Top of INFORMATION GIVEN
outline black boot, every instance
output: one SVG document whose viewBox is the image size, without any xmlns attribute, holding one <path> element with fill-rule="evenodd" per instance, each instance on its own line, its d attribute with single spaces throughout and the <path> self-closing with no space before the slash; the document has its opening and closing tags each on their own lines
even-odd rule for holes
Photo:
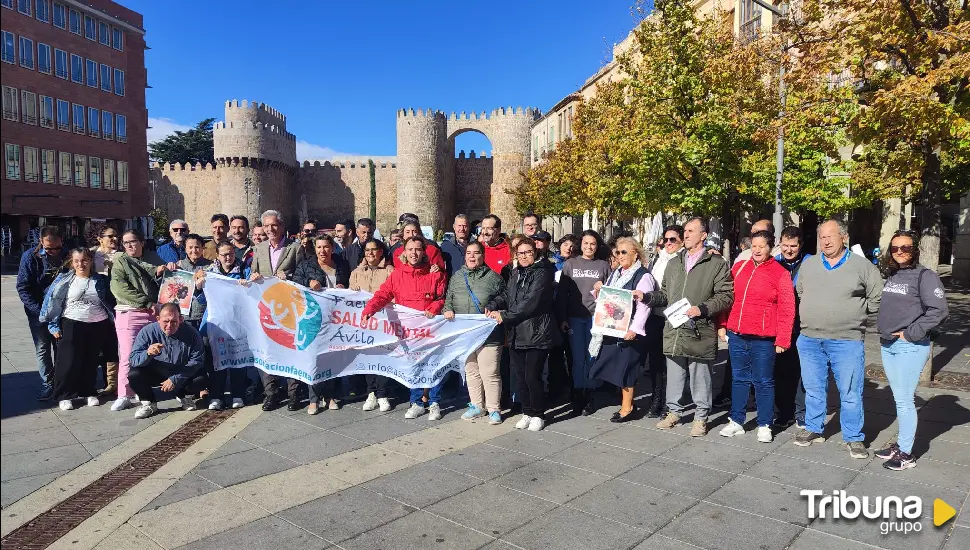
<svg viewBox="0 0 970 550">
<path fill-rule="evenodd" d="M 583 390 L 577 390 L 573 388 L 569 392 L 569 401 L 573 405 L 573 414 L 578 415 L 583 411 L 583 407 L 586 406 L 586 398 L 583 396 Z"/>
<path fill-rule="evenodd" d="M 596 412 L 596 407 L 593 404 L 593 390 L 583 390 L 585 396 L 586 404 L 583 406 L 583 416 L 589 416 Z"/>
<path fill-rule="evenodd" d="M 650 410 L 647 411 L 647 416 L 650 418 L 660 418 L 661 413 L 663 413 L 664 401 L 663 390 L 654 391 L 653 400 L 650 403 Z"/>
<path fill-rule="evenodd" d="M 266 399 L 263 400 L 264 411 L 271 411 L 276 407 L 278 407 L 279 405 L 280 405 L 280 402 L 278 399 L 276 399 L 275 395 L 267 395 Z"/>
</svg>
Bottom of INFORMATION GIVEN
Among the entries above, find the line with "output: one SVG" and the line with "even-odd rule for holes"; give again exactly these two lines and all lines between them.

output: one SVG document whose viewBox is the image size, without any xmlns attribute, holding one <path> element with fill-rule="evenodd" per instance, each instance on its own line, its d attribute with single spaces throughout and the <path> self-closing with no space before the slash; the document has its opening and closing tags each on their own lines
even-odd rule for holes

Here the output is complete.